Text
::::

# Changes are coming



## TreeofLifeStairs (Oct 27, 2020)

Hey guys, we are planning on moving into an RV full time to travel around the US for the next 5-10 years. I’ve built a business as a stair builder (TreeofLifeStairs.com) but it’s not a profession that I can take on the road; at least not in the capacity that it currently is. I’ve always enjoyed photography as a hobby and think it would be something that is better suited for traveling but I would like some insight as to what may or may not work for making it a profession in my situation. 

I’ve had numerous thoughts about what might be possible from aerial photography to portraits to landscape and even product photography. I thought of landscape just because of all the places we’ll be traveling but I think this would be the least feasible as far as making a living from. Product photography could work but it’s what I find least interesting and I still don’t think it would make much. Aerial is new to me but there seems to be a fair amount of demand and it is interesting and more niche. Portrait photography also has a good amount of demand and I enjoy it. 

All of my current stair business comes from online leads and is specific to my geographic location. How would I go about finding clients if I’m moving every month or two? Is there a form of photography that I can do remotely?


----------



## crf8 (Oct 28, 2020)

::::

Available data
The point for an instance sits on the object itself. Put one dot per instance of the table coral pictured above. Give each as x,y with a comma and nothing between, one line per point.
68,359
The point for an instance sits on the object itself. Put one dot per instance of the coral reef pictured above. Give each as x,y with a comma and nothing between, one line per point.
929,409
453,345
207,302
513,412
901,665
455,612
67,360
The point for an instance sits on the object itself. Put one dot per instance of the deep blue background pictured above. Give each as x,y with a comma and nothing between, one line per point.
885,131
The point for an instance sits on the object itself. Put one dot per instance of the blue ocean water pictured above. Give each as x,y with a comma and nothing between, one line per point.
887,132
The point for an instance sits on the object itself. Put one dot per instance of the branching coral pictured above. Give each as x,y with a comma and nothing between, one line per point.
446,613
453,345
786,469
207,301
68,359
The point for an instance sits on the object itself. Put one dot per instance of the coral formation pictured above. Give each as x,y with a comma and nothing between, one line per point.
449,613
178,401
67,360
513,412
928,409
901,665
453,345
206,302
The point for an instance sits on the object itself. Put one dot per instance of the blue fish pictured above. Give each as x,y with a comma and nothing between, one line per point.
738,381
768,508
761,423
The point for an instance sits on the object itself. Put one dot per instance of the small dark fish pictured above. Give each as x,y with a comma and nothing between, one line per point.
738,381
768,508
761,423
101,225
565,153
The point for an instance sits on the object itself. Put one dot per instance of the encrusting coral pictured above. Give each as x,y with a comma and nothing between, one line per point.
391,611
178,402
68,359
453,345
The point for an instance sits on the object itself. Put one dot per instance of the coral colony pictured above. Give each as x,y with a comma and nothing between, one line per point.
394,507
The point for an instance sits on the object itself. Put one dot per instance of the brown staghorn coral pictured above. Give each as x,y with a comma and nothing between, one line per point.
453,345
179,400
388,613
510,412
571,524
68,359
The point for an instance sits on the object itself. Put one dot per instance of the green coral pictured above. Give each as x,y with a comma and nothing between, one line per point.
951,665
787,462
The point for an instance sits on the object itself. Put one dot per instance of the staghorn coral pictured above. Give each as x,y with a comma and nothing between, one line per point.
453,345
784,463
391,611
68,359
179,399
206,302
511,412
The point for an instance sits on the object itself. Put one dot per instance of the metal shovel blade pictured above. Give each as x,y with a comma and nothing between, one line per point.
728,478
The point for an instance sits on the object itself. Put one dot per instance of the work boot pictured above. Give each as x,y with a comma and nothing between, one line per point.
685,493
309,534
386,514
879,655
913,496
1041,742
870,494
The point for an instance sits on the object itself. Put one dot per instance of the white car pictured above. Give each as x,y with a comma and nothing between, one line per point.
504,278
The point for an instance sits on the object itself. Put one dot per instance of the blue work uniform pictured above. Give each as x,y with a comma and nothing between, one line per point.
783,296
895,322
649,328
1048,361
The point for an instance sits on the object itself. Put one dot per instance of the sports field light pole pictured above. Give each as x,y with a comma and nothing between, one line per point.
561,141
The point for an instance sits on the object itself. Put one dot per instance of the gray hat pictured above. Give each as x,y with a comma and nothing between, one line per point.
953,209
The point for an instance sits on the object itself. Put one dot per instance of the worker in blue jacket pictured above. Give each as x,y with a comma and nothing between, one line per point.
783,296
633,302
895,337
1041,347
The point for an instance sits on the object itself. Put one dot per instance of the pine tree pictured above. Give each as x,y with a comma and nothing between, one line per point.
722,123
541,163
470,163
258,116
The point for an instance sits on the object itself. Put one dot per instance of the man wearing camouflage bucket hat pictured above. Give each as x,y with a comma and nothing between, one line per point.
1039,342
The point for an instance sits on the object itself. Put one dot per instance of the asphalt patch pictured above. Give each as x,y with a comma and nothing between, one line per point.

::::

In the text about moving into an RV, list every kind of photography that TreeofLifeStairs names as a possible way to earn a living.

Aerial photography, portrait photography, landscape photography, and product photography.